▶ _Your instructions_: Every record shown here needs to be repeated exactly.

Stored data entries:
========================================================================
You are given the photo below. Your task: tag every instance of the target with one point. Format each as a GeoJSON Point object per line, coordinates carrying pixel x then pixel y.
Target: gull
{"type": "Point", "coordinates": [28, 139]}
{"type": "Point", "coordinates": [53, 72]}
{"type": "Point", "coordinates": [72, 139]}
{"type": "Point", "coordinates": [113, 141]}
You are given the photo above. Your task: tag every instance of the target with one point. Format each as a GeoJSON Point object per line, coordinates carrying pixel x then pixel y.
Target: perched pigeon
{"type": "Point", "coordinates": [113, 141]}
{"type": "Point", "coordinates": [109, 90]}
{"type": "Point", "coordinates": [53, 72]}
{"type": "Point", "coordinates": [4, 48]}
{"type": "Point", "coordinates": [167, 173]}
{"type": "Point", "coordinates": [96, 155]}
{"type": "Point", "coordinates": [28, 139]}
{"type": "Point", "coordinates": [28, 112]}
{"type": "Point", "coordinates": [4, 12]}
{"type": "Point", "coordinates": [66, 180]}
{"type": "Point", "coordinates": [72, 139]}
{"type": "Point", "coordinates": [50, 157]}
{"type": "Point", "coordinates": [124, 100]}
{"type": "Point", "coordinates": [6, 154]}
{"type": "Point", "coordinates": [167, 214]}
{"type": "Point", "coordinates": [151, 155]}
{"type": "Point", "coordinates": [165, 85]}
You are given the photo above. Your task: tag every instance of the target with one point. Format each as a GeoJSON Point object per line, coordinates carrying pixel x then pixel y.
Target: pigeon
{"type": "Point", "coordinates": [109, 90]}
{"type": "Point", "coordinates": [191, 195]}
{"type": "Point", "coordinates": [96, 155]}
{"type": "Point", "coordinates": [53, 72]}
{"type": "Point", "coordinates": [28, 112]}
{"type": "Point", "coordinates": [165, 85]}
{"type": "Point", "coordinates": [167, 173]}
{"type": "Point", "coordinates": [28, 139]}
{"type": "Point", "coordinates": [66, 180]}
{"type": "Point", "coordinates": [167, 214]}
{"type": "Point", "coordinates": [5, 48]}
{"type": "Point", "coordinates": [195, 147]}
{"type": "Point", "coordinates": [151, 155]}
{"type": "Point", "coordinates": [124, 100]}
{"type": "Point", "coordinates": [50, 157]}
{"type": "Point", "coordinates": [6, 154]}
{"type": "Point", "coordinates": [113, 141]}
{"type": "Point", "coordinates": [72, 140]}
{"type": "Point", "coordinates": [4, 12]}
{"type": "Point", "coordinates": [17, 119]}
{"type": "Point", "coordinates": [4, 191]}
========================================================================
▶ _Response to the exercise_:
You are given the photo below. Your task: tag every instance of the target with one point. Format each as a GeoJSON Point object per line, coordinates carrying pixel x then pixel y.
Target: gull
{"type": "Point", "coordinates": [28, 139]}
{"type": "Point", "coordinates": [53, 72]}
{"type": "Point", "coordinates": [72, 139]}
{"type": "Point", "coordinates": [113, 141]}
You are given the photo above. Your task: tag every instance of the target with one point. Format each as a GeoJSON Point object per line, coordinates carrying pixel x then pixel y.
Target: perched pigeon
{"type": "Point", "coordinates": [113, 141]}
{"type": "Point", "coordinates": [109, 90]}
{"type": "Point", "coordinates": [53, 72]}
{"type": "Point", "coordinates": [4, 48]}
{"type": "Point", "coordinates": [167, 173]}
{"type": "Point", "coordinates": [96, 155]}
{"type": "Point", "coordinates": [28, 139]}
{"type": "Point", "coordinates": [28, 112]}
{"type": "Point", "coordinates": [4, 12]}
{"type": "Point", "coordinates": [66, 180]}
{"type": "Point", "coordinates": [72, 139]}
{"type": "Point", "coordinates": [50, 157]}
{"type": "Point", "coordinates": [124, 100]}
{"type": "Point", "coordinates": [6, 154]}
{"type": "Point", "coordinates": [167, 214]}
{"type": "Point", "coordinates": [151, 155]}
{"type": "Point", "coordinates": [165, 85]}
You are given the photo above. Your task: tag every instance of the target with one point. Format each as a GeoJSON Point object per line, coordinates carrying pixel x then pixel y.
Target: pigeon
{"type": "Point", "coordinates": [109, 90]}
{"type": "Point", "coordinates": [191, 195]}
{"type": "Point", "coordinates": [96, 155]}
{"type": "Point", "coordinates": [53, 72]}
{"type": "Point", "coordinates": [28, 112]}
{"type": "Point", "coordinates": [165, 85]}
{"type": "Point", "coordinates": [167, 173]}
{"type": "Point", "coordinates": [28, 139]}
{"type": "Point", "coordinates": [66, 180]}
{"type": "Point", "coordinates": [167, 214]}
{"type": "Point", "coordinates": [5, 48]}
{"type": "Point", "coordinates": [195, 147]}
{"type": "Point", "coordinates": [151, 155]}
{"type": "Point", "coordinates": [124, 100]}
{"type": "Point", "coordinates": [50, 157]}
{"type": "Point", "coordinates": [6, 154]}
{"type": "Point", "coordinates": [113, 141]}
{"type": "Point", "coordinates": [72, 140]}
{"type": "Point", "coordinates": [4, 12]}
{"type": "Point", "coordinates": [17, 119]}
{"type": "Point", "coordinates": [4, 191]}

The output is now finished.